**TASK DETAILS**
Return the records below word for word, with the pictures left out.

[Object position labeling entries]
——————
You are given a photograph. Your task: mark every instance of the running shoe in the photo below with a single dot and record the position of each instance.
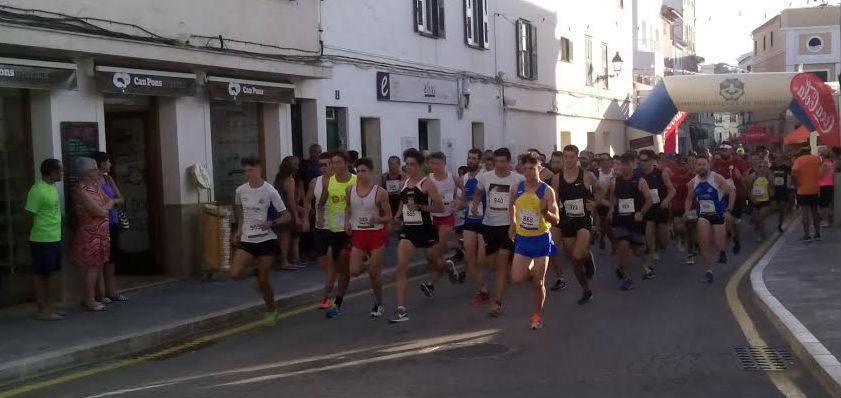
(481, 298)
(377, 311)
(590, 266)
(270, 319)
(536, 322)
(496, 310)
(560, 284)
(586, 297)
(333, 311)
(400, 315)
(428, 289)
(325, 303)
——————
**SOLUTION FOR THIS PROBLEM**
You are given a photograph. Your task: mark every instance of the running shoe in the photo below with a single dot and record the position of each instance.
(481, 298)
(377, 311)
(590, 266)
(270, 319)
(536, 322)
(496, 310)
(560, 284)
(586, 297)
(333, 311)
(400, 315)
(428, 289)
(325, 303)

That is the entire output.